* **PROBLEM REQUIREMENTS**
Find every line in the listing that contains the string "leaf", and copy each of those lines. Match case exactly.

* **MATERIAL PROVIDED**
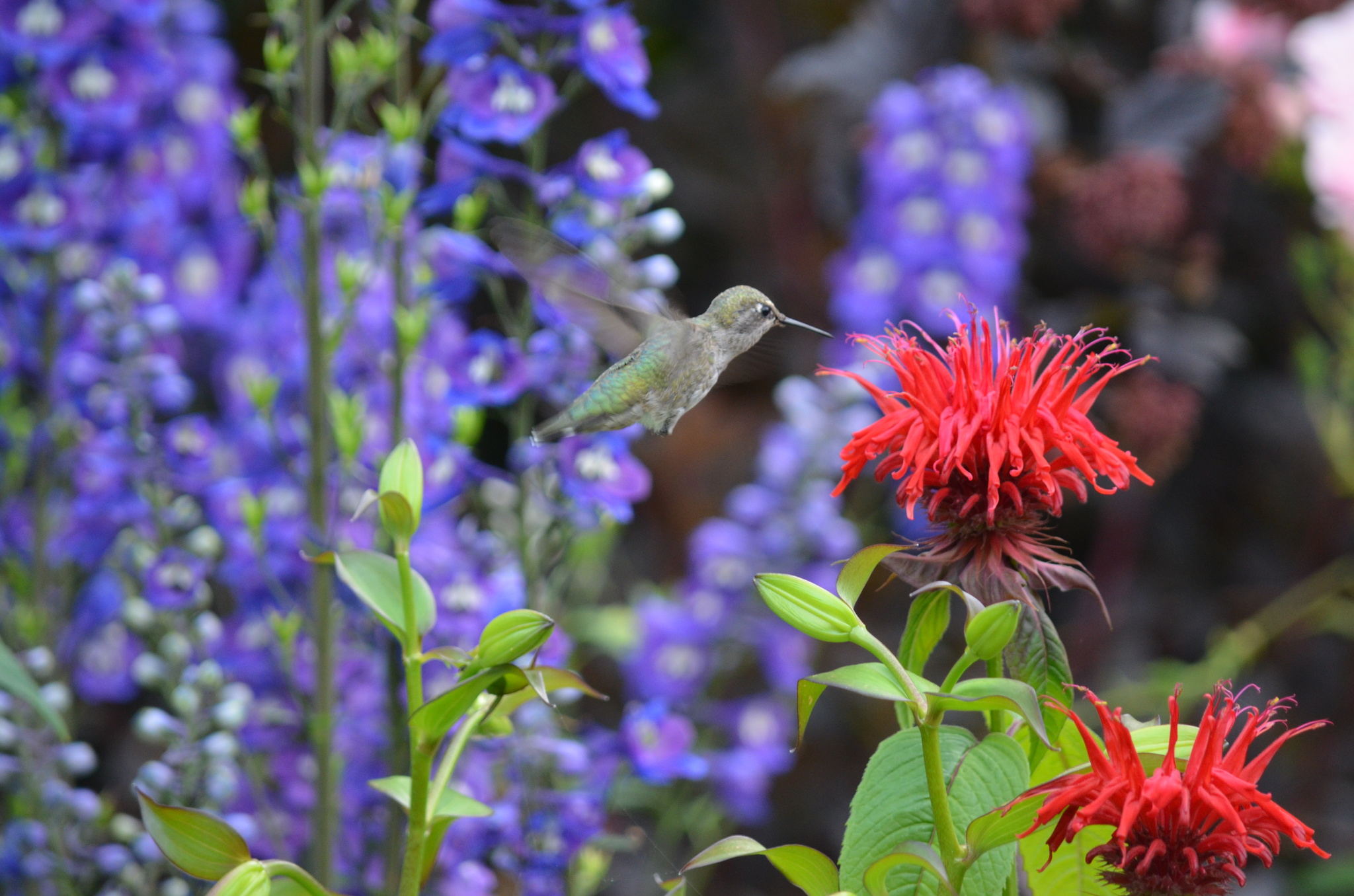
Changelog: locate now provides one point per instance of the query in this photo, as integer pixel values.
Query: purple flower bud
(498, 100)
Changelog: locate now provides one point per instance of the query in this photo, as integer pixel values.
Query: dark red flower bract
(986, 433)
(1177, 834)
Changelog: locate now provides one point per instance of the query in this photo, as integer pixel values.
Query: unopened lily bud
(811, 609)
(989, 631)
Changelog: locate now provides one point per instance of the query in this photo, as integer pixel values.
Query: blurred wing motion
(578, 289)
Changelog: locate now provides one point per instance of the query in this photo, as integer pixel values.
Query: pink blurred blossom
(1232, 34)
(1322, 46)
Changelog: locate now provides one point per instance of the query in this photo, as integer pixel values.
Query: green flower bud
(807, 607)
(512, 635)
(989, 631)
(401, 475)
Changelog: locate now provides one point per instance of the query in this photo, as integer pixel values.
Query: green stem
(861, 638)
(961, 666)
(401, 14)
(997, 719)
(420, 761)
(945, 835)
(456, 749)
(317, 492)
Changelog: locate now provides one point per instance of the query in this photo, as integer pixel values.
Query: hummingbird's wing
(580, 289)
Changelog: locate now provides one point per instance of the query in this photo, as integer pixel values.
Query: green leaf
(910, 853)
(891, 805)
(1068, 872)
(1002, 825)
(550, 679)
(926, 623)
(806, 868)
(376, 579)
(1036, 655)
(196, 844)
(248, 879)
(989, 776)
(854, 577)
(511, 635)
(806, 697)
(811, 609)
(452, 803)
(403, 475)
(994, 693)
(435, 718)
(871, 680)
(17, 680)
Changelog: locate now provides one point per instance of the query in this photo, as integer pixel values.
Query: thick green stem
(945, 835)
(420, 763)
(401, 15)
(311, 114)
(456, 749)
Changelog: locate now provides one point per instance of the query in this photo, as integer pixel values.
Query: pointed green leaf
(248, 879)
(376, 579)
(928, 619)
(17, 680)
(806, 697)
(990, 774)
(1036, 655)
(551, 679)
(994, 693)
(871, 680)
(435, 718)
(452, 804)
(854, 577)
(806, 868)
(891, 805)
(196, 844)
(910, 853)
(1002, 826)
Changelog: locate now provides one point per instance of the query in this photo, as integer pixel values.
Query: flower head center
(93, 81)
(512, 96)
(602, 37)
(40, 19)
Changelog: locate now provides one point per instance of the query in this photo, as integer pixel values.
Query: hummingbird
(669, 360)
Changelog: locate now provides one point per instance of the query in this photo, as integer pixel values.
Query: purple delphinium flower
(658, 743)
(497, 100)
(611, 53)
(941, 204)
(600, 475)
(610, 167)
(670, 659)
(488, 369)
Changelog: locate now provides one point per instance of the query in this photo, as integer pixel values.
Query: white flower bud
(657, 184)
(58, 696)
(137, 613)
(664, 225)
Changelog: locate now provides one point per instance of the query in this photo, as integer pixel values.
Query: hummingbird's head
(744, 316)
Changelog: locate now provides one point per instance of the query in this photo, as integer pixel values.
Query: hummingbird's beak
(805, 326)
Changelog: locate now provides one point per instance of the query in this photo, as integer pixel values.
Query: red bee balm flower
(1177, 834)
(988, 432)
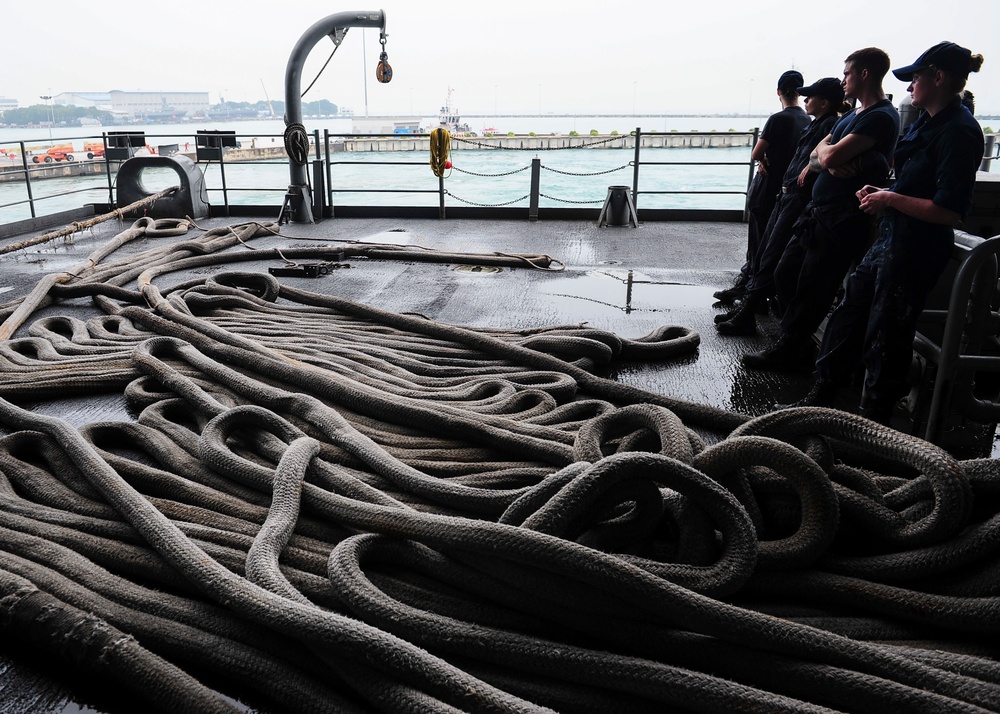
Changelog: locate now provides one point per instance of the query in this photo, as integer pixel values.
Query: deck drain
(484, 269)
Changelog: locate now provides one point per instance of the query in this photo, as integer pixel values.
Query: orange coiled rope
(440, 151)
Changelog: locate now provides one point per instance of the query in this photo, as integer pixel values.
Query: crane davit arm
(298, 200)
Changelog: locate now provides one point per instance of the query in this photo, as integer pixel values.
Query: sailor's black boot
(731, 295)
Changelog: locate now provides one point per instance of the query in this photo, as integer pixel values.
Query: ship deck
(627, 280)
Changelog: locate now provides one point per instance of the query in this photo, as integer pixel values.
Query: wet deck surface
(626, 280)
(675, 268)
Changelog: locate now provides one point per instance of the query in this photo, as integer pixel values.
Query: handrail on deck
(969, 342)
(326, 161)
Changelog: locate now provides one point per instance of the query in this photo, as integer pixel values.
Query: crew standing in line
(824, 101)
(772, 152)
(833, 233)
(936, 164)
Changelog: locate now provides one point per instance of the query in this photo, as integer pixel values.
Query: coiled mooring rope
(330, 507)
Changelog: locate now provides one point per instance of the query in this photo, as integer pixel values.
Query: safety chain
(566, 200)
(507, 173)
(481, 145)
(487, 205)
(595, 173)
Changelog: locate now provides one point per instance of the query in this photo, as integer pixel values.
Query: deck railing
(346, 176)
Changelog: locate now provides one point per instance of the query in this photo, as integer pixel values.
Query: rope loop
(440, 143)
(297, 143)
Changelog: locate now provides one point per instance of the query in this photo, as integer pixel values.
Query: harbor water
(708, 178)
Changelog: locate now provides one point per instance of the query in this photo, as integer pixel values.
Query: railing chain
(487, 205)
(566, 200)
(481, 145)
(595, 173)
(507, 173)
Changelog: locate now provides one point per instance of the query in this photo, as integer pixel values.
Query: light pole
(48, 108)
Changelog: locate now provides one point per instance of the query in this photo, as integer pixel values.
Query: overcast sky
(506, 56)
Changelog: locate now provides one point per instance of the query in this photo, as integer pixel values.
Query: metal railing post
(222, 171)
(441, 197)
(329, 170)
(107, 169)
(536, 171)
(27, 179)
(635, 167)
(746, 204)
(988, 155)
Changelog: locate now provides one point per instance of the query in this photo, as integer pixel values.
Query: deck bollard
(618, 210)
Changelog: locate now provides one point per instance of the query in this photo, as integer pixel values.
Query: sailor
(832, 233)
(772, 152)
(824, 101)
(935, 164)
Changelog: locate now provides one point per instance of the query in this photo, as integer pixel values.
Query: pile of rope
(322, 506)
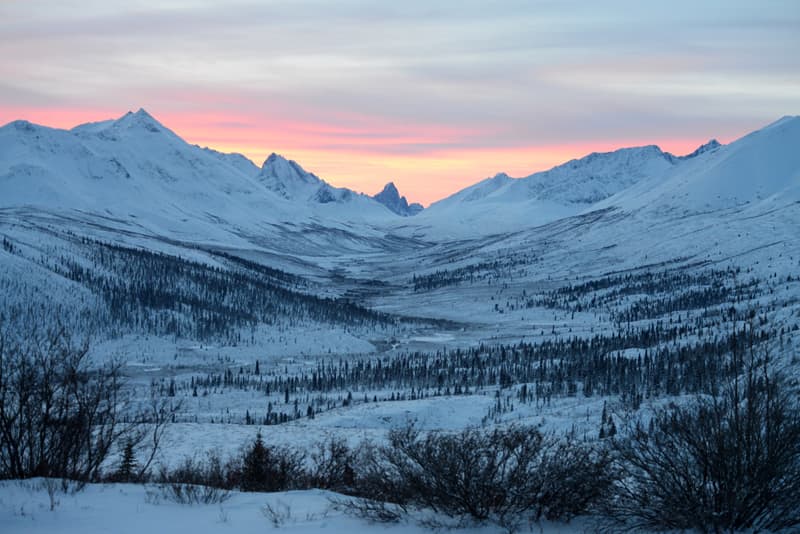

* **RESULT FOR THIS EXERCISE**
Query: green leaf
Query: pointed green leaf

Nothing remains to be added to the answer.